# DIRECTIONS FOR THIS TASK
Among the entries below, one line contains "pavement in this photo." and another contains "jacket in this photo.". Transcribe those two lines and every line between them, exactly.

==== ENTRIES SUPPLIED ====

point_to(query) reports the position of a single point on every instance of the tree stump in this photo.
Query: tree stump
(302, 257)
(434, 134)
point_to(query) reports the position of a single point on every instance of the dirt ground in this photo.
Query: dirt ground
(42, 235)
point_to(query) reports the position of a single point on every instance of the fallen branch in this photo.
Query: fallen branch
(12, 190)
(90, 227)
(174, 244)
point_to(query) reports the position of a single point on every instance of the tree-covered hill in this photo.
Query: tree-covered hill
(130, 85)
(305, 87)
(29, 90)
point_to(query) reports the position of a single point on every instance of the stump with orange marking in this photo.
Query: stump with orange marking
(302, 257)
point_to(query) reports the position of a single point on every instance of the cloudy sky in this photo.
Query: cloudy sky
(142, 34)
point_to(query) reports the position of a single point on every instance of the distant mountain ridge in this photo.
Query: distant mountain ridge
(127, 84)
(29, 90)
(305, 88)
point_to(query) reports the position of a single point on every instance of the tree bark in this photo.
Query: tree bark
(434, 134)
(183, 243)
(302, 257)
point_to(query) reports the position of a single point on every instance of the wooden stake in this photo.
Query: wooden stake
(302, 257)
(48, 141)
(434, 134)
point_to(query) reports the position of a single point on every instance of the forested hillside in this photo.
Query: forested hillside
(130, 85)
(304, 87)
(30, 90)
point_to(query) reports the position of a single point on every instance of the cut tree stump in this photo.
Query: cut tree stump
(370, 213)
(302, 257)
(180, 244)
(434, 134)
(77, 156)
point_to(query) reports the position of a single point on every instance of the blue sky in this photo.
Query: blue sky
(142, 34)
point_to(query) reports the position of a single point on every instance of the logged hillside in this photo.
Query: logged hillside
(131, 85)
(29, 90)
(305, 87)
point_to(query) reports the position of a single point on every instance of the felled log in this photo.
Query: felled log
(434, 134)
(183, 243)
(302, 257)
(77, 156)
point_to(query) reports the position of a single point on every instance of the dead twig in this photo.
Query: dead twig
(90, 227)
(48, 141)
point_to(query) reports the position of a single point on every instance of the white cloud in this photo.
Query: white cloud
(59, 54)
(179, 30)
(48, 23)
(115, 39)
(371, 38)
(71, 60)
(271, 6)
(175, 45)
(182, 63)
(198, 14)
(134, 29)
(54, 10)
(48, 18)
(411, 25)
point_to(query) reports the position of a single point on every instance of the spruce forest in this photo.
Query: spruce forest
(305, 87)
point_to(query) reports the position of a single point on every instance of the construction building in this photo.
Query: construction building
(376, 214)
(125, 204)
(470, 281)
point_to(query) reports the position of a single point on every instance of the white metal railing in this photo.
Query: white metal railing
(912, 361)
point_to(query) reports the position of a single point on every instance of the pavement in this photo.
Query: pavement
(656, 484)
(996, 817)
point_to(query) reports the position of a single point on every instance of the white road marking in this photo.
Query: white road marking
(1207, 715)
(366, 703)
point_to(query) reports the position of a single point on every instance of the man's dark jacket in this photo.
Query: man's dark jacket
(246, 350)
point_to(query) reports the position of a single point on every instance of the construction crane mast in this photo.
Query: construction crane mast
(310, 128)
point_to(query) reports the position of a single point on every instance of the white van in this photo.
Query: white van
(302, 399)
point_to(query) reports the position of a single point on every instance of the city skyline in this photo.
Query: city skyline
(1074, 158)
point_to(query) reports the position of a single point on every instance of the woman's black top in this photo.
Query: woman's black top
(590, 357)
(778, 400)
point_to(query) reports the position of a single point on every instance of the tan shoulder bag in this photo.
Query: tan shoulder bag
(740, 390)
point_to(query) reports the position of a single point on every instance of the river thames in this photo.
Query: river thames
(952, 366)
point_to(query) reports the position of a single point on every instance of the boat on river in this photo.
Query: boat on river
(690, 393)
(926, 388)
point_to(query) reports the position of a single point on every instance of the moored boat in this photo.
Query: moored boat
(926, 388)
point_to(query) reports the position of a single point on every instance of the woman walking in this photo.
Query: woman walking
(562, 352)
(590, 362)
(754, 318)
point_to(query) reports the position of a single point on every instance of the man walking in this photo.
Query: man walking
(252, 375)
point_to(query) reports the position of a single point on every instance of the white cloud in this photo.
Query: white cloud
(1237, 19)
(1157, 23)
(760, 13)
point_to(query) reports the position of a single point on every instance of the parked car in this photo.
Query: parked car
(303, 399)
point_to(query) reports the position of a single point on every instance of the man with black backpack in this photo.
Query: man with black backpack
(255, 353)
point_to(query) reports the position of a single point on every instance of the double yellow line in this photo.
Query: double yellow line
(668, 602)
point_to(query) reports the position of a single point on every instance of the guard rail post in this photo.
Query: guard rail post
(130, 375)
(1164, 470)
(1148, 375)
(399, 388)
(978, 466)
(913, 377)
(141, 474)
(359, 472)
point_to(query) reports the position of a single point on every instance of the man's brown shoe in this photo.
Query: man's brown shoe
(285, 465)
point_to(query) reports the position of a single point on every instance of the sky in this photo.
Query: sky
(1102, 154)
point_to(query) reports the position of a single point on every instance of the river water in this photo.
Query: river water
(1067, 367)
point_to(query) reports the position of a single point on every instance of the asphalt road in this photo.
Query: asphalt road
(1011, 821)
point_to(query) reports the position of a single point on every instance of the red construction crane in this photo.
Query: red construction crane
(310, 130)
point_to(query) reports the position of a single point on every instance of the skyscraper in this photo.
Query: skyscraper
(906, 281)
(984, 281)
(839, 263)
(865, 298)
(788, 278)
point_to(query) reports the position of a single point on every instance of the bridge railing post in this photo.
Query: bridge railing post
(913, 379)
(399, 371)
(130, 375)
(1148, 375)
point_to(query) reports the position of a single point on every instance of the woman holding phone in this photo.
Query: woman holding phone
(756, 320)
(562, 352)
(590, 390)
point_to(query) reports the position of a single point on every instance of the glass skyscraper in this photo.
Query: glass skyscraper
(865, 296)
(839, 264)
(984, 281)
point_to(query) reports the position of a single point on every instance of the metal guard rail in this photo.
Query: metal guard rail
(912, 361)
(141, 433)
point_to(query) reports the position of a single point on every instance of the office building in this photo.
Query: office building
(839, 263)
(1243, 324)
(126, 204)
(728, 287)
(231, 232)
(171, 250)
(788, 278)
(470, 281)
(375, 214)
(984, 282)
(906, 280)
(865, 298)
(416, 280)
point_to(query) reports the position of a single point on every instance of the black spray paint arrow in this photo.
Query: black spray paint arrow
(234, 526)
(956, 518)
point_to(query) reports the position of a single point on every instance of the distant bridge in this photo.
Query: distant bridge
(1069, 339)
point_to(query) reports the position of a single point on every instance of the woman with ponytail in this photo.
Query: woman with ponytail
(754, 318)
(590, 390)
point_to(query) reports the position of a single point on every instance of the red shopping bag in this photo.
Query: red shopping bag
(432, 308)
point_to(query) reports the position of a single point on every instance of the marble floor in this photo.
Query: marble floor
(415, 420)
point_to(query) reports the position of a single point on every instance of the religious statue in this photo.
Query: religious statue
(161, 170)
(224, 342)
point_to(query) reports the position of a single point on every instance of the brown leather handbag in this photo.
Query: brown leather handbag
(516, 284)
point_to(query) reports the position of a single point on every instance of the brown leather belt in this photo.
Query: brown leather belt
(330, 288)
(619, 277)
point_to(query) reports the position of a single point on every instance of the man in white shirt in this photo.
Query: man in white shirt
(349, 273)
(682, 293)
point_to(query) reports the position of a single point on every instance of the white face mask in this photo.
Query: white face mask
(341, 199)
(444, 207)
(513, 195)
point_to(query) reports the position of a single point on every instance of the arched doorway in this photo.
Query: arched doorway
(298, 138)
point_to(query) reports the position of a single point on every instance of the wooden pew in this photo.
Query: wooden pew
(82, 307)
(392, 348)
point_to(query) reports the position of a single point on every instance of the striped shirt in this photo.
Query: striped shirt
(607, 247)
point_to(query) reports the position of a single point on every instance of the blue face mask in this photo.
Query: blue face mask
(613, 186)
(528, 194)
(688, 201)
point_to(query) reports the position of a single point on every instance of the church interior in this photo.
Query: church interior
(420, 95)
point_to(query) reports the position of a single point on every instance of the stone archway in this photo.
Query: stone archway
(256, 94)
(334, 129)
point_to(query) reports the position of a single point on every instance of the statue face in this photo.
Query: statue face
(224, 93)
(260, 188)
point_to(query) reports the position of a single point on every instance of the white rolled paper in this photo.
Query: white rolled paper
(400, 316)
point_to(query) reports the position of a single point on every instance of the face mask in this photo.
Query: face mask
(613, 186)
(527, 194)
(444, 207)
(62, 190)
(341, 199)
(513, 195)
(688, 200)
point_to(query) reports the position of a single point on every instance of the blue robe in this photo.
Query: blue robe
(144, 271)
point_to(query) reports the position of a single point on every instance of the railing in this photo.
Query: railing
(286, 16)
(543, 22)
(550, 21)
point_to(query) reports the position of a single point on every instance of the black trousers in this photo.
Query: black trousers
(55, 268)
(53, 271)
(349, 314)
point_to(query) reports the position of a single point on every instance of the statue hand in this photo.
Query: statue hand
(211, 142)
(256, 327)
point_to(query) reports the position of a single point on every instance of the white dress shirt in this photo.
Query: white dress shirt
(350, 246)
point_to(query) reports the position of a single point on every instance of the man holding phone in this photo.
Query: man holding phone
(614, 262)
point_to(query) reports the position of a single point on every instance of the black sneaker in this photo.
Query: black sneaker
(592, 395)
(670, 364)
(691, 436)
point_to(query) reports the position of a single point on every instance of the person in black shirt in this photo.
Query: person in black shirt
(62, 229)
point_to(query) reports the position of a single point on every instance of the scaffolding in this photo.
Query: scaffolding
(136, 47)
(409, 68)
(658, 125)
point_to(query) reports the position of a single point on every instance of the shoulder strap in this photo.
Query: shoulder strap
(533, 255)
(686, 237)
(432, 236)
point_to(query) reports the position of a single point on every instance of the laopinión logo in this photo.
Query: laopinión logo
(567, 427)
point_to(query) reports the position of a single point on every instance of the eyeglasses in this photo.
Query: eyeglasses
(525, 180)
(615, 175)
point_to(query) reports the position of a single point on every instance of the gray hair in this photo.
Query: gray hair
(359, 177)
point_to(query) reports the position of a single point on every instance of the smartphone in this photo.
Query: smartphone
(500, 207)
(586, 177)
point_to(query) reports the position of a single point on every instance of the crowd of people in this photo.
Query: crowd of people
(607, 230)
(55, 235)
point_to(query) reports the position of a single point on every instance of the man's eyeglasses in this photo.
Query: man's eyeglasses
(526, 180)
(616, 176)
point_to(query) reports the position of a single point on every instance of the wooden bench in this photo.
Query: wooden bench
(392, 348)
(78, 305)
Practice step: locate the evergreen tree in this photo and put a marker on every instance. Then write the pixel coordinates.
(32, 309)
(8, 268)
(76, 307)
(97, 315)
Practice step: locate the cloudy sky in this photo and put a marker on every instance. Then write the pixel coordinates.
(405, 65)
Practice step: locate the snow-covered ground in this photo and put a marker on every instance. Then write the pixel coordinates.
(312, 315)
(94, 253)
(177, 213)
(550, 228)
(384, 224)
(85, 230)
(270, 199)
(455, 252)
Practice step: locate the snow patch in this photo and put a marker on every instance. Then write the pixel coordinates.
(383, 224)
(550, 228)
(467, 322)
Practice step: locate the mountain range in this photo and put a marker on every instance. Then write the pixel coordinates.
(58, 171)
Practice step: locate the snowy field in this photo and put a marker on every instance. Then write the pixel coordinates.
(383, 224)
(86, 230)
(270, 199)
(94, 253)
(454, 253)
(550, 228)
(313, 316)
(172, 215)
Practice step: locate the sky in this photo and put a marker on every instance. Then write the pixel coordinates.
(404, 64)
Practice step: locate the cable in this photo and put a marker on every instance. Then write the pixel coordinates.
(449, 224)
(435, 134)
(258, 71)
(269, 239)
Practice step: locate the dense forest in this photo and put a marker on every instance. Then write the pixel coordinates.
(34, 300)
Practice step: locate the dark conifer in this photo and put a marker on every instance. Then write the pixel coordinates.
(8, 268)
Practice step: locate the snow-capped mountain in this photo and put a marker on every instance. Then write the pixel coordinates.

====

# REPLY TO THE TASK
point_to(query) reports the position of a single point on every instance of the pavement in this photo.
Query: pavement
(656, 484)
(996, 817)
point_to(query) reports the position of a single point on every instance of the white road marking in this photo.
Query: white road marking
(1207, 715)
(366, 703)
point_to(query) reports the position of a single point on every instance of the man's dark jacket in this photo.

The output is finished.